Items listed in a dataset
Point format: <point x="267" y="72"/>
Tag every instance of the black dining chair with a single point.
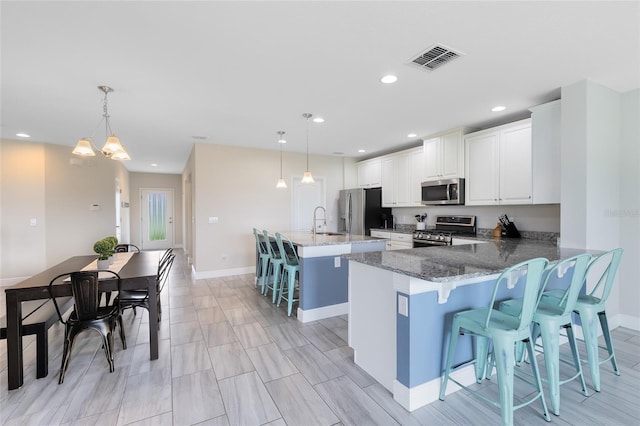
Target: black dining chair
<point x="140" y="298"/>
<point x="123" y="248"/>
<point x="87" y="313"/>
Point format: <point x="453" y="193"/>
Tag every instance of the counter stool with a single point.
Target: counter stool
<point x="504" y="331"/>
<point x="591" y="305"/>
<point x="552" y="314"/>
<point x="263" y="258"/>
<point x="276" y="260"/>
<point x="291" y="269"/>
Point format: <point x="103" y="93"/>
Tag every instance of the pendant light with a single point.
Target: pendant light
<point x="112" y="147"/>
<point x="307" y="177"/>
<point x="281" y="183"/>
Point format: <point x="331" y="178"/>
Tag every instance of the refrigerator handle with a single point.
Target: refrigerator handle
<point x="348" y="214"/>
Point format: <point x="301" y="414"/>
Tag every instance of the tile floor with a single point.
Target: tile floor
<point x="228" y="356"/>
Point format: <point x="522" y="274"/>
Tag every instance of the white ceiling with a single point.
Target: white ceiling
<point x="237" y="72"/>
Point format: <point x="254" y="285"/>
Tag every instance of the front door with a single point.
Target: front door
<point x="156" y="219"/>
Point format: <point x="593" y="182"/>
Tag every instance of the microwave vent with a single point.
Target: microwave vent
<point x="434" y="57"/>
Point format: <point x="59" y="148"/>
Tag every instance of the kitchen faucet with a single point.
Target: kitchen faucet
<point x="313" y="226"/>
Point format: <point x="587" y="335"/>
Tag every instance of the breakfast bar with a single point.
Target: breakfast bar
<point x="402" y="303"/>
<point x="323" y="274"/>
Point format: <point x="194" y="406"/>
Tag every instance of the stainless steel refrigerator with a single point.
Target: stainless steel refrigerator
<point x="361" y="209"/>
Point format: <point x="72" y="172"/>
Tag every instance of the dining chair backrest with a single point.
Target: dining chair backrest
<point x="287" y="249"/>
<point x="578" y="266"/>
<point x="532" y="271"/>
<point x="85" y="290"/>
<point x="163" y="271"/>
<point x="602" y="270"/>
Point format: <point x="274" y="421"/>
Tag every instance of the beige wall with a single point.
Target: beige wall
<point x="22" y="175"/>
<point x="139" y="181"/>
<point x="47" y="183"/>
<point x="237" y="185"/>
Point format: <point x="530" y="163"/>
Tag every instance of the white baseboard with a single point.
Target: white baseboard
<point x="221" y="272"/>
<point x="322" y="313"/>
<point x="419" y="396"/>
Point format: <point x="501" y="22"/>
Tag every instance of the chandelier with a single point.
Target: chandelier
<point x="112" y="147"/>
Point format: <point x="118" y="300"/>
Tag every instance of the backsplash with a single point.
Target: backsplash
<point x="539" y="218"/>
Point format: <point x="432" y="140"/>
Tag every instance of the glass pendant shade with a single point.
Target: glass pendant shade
<point x="112" y="147"/>
<point x="307" y="178"/>
<point x="83" y="147"/>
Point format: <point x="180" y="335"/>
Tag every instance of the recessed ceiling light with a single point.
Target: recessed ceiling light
<point x="388" y="79"/>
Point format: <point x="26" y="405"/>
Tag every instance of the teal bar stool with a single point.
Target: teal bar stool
<point x="291" y="270"/>
<point x="552" y="314"/>
<point x="263" y="259"/>
<point x="503" y="330"/>
<point x="591" y="306"/>
<point x="276" y="260"/>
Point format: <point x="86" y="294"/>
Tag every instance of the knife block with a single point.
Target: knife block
<point x="510" y="231"/>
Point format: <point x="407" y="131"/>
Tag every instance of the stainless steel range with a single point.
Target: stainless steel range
<point x="446" y="228"/>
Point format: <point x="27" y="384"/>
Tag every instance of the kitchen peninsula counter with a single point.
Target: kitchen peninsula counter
<point x="401" y="304"/>
<point x="324" y="274"/>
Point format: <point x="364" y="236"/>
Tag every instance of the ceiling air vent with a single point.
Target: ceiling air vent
<point x="434" y="57"/>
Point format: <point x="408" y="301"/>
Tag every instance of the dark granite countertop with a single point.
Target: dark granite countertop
<point x="459" y="263"/>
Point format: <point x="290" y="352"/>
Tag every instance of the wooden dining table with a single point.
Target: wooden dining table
<point x="139" y="273"/>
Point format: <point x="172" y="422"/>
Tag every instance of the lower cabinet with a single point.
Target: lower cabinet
<point x="395" y="240"/>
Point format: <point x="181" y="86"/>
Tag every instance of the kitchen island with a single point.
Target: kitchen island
<point x="401" y="304"/>
<point x="323" y="273"/>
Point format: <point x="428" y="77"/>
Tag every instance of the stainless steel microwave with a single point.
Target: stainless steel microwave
<point x="445" y="191"/>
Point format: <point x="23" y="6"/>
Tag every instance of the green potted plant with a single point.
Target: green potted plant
<point x="113" y="242"/>
<point x="103" y="249"/>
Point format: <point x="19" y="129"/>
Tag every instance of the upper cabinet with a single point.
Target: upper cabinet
<point x="546" y="134"/>
<point x="444" y="156"/>
<point x="498" y="165"/>
<point x="370" y="173"/>
<point x="402" y="174"/>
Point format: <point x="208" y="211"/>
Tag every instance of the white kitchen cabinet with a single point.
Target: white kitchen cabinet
<point x="498" y="165"/>
<point x="546" y="137"/>
<point x="369" y="173"/>
<point x="395" y="240"/>
<point x="417" y="177"/>
<point x="400" y="181"/>
<point x="444" y="156"/>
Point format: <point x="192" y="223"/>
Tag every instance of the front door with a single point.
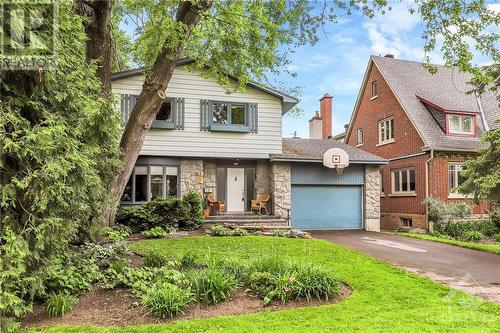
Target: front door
<point x="235" y="189"/>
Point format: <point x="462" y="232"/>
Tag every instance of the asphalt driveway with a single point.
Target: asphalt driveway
<point x="469" y="270"/>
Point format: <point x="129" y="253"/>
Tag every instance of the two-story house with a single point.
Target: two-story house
<point x="426" y="125"/>
<point x="231" y="145"/>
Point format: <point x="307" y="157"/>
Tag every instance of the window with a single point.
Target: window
<point x="374" y="89"/>
<point x="454" y="176"/>
<point x="403" y="181"/>
<point x="360" y="136"/>
<point x="386" y="131"/>
<point x="229" y="116"/>
<point x="406" y="222"/>
<point x="150" y="181"/>
<point x="458" y="124"/>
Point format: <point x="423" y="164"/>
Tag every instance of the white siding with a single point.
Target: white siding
<point x="196" y="143"/>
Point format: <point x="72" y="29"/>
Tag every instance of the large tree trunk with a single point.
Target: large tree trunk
<point x="150" y="99"/>
<point x="99" y="44"/>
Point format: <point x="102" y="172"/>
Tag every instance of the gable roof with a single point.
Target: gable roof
<point x="411" y="83"/>
<point x="287" y="101"/>
<point x="312" y="150"/>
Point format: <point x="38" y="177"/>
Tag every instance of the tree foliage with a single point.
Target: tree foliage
<point x="59" y="154"/>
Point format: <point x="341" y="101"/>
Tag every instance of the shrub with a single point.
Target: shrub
<point x="156" y="232"/>
<point x="495" y="218"/>
<point x="60" y="304"/>
<point x="473" y="236"/>
<point x="171" y="212"/>
<point x="211" y="286"/>
<point x="166" y="300"/>
<point x="72" y="274"/>
<point x="155" y="259"/>
<point x="218" y="230"/>
<point x="239" y="232"/>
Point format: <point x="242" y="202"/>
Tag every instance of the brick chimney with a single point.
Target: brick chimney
<point x="315" y="127"/>
<point x="325" y="106"/>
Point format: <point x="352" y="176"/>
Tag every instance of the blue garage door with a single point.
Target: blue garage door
<point x="326" y="207"/>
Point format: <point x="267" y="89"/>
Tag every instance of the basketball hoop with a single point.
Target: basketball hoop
<point x="336" y="158"/>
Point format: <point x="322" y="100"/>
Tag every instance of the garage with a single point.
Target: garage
<point x="327" y="207"/>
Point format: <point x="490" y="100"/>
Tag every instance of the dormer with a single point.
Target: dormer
<point x="452" y="122"/>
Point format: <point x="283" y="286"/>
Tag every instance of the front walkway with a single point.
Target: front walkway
<point x="469" y="270"/>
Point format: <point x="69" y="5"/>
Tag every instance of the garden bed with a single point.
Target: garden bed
<point x="120" y="307"/>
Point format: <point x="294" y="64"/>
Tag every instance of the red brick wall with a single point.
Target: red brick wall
<point x="438" y="185"/>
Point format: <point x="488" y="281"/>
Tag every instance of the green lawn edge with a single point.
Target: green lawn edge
<point x="384" y="299"/>
<point x="492" y="248"/>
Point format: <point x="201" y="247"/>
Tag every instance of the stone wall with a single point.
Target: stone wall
<point x="262" y="177"/>
<point x="281" y="187"/>
<point x="372" y="198"/>
<point x="191" y="176"/>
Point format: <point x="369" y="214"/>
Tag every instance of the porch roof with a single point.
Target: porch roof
<point x="312" y="150"/>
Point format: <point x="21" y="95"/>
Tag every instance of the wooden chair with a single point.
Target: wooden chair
<point x="215" y="205"/>
<point x="260" y="203"/>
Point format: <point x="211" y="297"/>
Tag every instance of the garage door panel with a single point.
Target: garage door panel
<point x="326" y="207"/>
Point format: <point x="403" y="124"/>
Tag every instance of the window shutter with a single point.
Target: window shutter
<point x="253" y="117"/>
<point x="126" y="106"/>
<point x="204" y="115"/>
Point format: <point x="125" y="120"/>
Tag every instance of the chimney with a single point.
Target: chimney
<point x="315" y="127"/>
<point x="325" y="104"/>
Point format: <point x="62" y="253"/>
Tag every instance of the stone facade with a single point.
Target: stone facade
<point x="372" y="198"/>
<point x="262" y="177"/>
<point x="191" y="176"/>
<point x="281" y="187"/>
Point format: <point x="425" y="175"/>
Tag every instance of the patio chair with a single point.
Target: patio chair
<point x="215" y="205"/>
<point x="260" y="203"/>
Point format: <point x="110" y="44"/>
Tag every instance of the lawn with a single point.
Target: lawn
<point x="493" y="248"/>
<point x="384" y="299"/>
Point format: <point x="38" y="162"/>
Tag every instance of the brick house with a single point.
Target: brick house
<point x="426" y="126"/>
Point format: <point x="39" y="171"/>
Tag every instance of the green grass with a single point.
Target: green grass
<point x="493" y="248"/>
<point x="384" y="298"/>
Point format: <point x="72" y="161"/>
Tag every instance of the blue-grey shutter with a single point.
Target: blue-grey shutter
<point x="126" y="106"/>
<point x="253" y="117"/>
<point x="204" y="115"/>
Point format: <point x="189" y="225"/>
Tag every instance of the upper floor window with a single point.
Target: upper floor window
<point x="460" y="124"/>
<point x="386" y="130"/>
<point x="374" y="89"/>
<point x="403" y="181"/>
<point x="360" y="136"/>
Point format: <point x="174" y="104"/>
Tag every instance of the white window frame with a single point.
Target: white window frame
<point x="403" y="173"/>
<point x="456" y="172"/>
<point x="360" y="136"/>
<point x="385" y="124"/>
<point x="461" y="124"/>
<point x="374" y="92"/>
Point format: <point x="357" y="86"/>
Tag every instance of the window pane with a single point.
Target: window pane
<point x="156" y="181"/>
<point x="412" y="180"/>
<point x="238" y="114"/>
<point x="404" y="181"/>
<point x="396" y="182"/>
<point x="219" y="113"/>
<point x="127" y="194"/>
<point x="467" y="124"/>
<point x="165" y="112"/>
<point x="171" y="185"/>
<point x="141" y="183"/>
<point x="454" y="124"/>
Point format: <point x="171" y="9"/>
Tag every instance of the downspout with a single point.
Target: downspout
<point x="427" y="188"/>
<point x="483" y="119"/>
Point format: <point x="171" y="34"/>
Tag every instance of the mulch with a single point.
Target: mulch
<point x="119" y="307"/>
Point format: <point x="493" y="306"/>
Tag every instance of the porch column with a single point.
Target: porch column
<point x="281" y="187"/>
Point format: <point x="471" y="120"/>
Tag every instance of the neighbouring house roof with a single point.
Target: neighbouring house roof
<point x="312" y="150"/>
<point x="287" y="100"/>
<point x="413" y="85"/>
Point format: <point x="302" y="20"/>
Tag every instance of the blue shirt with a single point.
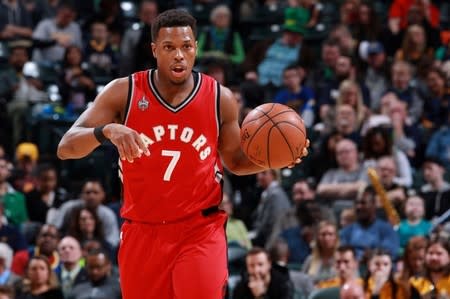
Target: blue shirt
<point x="407" y="231"/>
<point x="379" y="234"/>
<point x="298" y="248"/>
<point x="291" y="99"/>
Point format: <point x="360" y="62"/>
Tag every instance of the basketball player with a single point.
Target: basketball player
<point x="169" y="125"/>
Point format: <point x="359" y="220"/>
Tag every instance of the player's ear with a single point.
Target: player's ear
<point x="153" y="45"/>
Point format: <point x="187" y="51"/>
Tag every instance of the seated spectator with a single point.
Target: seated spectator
<point x="352" y="290"/>
<point x="387" y="172"/>
<point x="134" y="52"/>
<point x="101" y="283"/>
<point x="73" y="271"/>
<point x="414" y="224"/>
<point x="15" y="20"/>
<point x="369" y="232"/>
<point x="319" y="265"/>
<point x="236" y="230"/>
<point x="436" y="191"/>
<point x="219" y="39"/>
<point x="85" y="226"/>
<point x="7" y="277"/>
<point x="402" y="75"/>
<point x="12" y="201"/>
<point x="23" y="177"/>
<point x="76" y="84"/>
<point x="346" y="266"/>
<point x="296" y="95"/>
<point x="415" y="49"/>
<point x="378" y="144"/>
<point x="56" y="34"/>
<point x="263" y="278"/>
<point x="39" y="281"/>
<point x="413" y="260"/>
<point x="92" y="196"/>
<point x="98" y="51"/>
<point x="380" y="281"/>
<point x="273" y="202"/>
<point x="436" y="281"/>
<point x="436" y="106"/>
<point x="46" y="196"/>
<point x="340" y="185"/>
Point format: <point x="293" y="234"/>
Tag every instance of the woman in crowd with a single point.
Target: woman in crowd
<point x="319" y="265"/>
<point x="40" y="281"/>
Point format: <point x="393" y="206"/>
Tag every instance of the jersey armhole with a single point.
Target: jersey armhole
<point x="218" y="116"/>
<point x="129" y="97"/>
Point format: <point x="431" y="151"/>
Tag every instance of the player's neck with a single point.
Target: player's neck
<point x="171" y="92"/>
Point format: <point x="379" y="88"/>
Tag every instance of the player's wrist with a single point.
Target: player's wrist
<point x="99" y="134"/>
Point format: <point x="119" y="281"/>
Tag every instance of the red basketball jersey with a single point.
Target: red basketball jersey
<point x="183" y="173"/>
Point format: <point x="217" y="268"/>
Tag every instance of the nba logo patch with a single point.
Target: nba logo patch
<point x="143" y="104"/>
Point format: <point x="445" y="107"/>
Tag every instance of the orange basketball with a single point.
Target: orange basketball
<point x="273" y="135"/>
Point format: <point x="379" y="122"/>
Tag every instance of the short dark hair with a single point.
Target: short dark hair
<point x="346" y="248"/>
<point x="173" y="18"/>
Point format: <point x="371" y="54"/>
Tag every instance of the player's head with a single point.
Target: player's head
<point x="174" y="45"/>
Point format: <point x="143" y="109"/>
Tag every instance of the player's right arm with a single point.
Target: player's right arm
<point x="107" y="110"/>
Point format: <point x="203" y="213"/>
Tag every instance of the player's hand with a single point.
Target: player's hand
<point x="304" y="154"/>
<point x="128" y="142"/>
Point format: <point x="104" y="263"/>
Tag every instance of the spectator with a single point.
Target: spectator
<point x="56" y="34"/>
<point x="375" y="75"/>
<point x="98" y="51"/>
<point x="263" y="279"/>
<point x="92" y="196"/>
<point x="219" y="40"/>
<point x="415" y="49"/>
<point x="436" y="190"/>
<point x="101" y="283"/>
<point x="273" y="202"/>
<point x="414" y="224"/>
<point x="413" y="260"/>
<point x="236" y="230"/>
<point x="46" y="197"/>
<point x="436" y="106"/>
<point x="73" y="271"/>
<point x="46" y="245"/>
<point x="402" y="75"/>
<point x="377" y="144"/>
<point x="13" y="201"/>
<point x="135" y="55"/>
<point x="319" y="265"/>
<point x="39" y="281"/>
<point x="369" y="232"/>
<point x="437" y="264"/>
<point x="76" y="84"/>
<point x="346" y="265"/>
<point x="380" y="281"/>
<point x="85" y="226"/>
<point x="15" y="20"/>
<point x="296" y="95"/>
<point x="340" y="185"/>
<point x="352" y="290"/>
<point x="24" y="177"/>
<point x="7" y="277"/>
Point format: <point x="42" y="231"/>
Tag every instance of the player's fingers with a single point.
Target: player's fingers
<point x="141" y="145"/>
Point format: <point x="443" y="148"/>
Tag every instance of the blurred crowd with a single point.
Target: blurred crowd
<point x="365" y="215"/>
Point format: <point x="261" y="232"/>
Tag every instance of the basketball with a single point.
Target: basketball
<point x="273" y="135"/>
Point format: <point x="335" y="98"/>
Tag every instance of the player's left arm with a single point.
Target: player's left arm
<point x="230" y="137"/>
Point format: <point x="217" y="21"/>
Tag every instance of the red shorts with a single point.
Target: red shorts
<point x="182" y="260"/>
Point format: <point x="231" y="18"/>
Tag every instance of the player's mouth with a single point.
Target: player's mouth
<point x="178" y="71"/>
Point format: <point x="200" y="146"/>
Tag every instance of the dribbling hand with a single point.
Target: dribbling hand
<point x="304" y="154"/>
<point x="128" y="142"/>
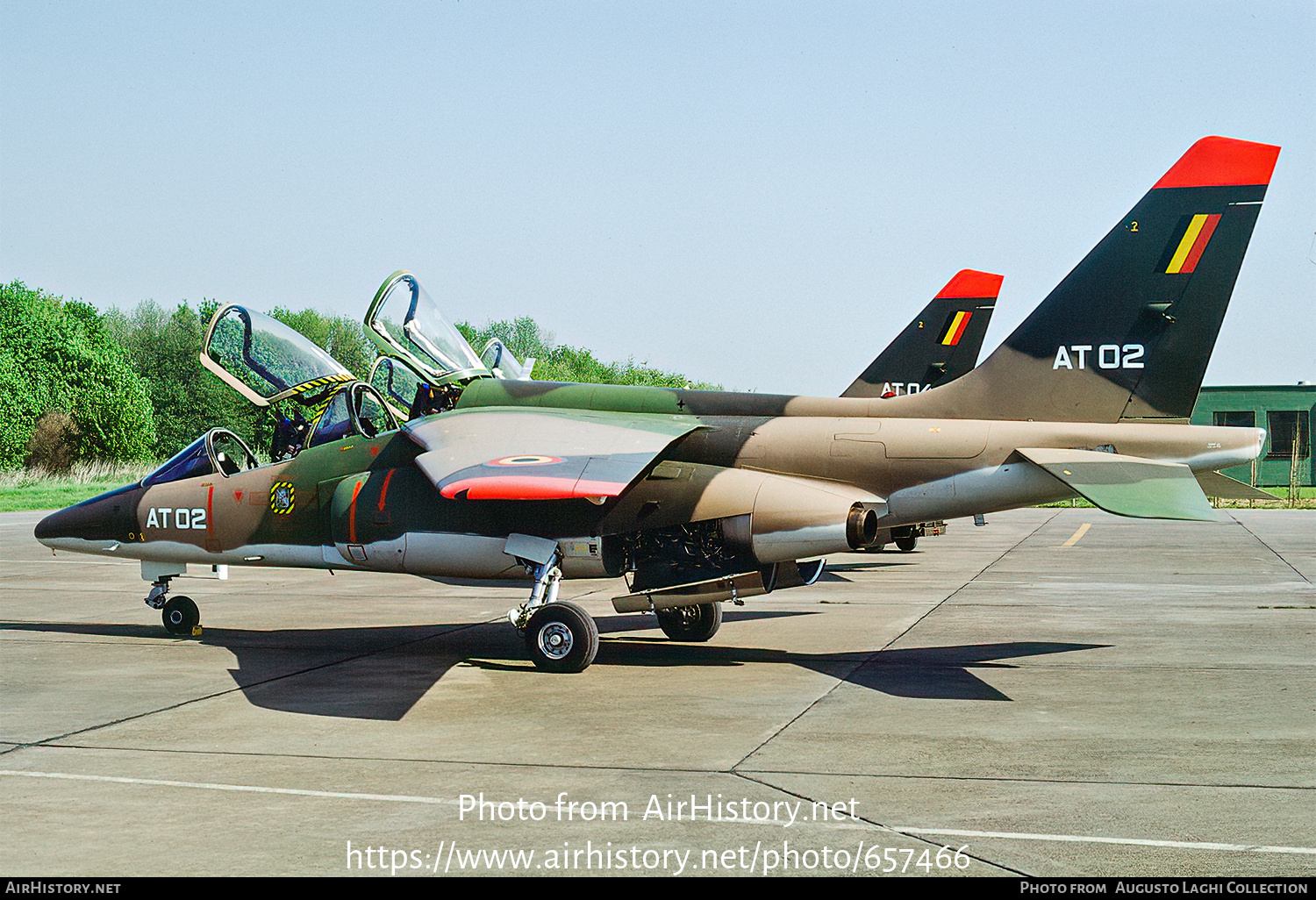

= Short task =
Count the lines in the records above that contain the string "armhole", treating uppercase and lowercase letters as different, and give only the number.

= Solution to the exercise =
2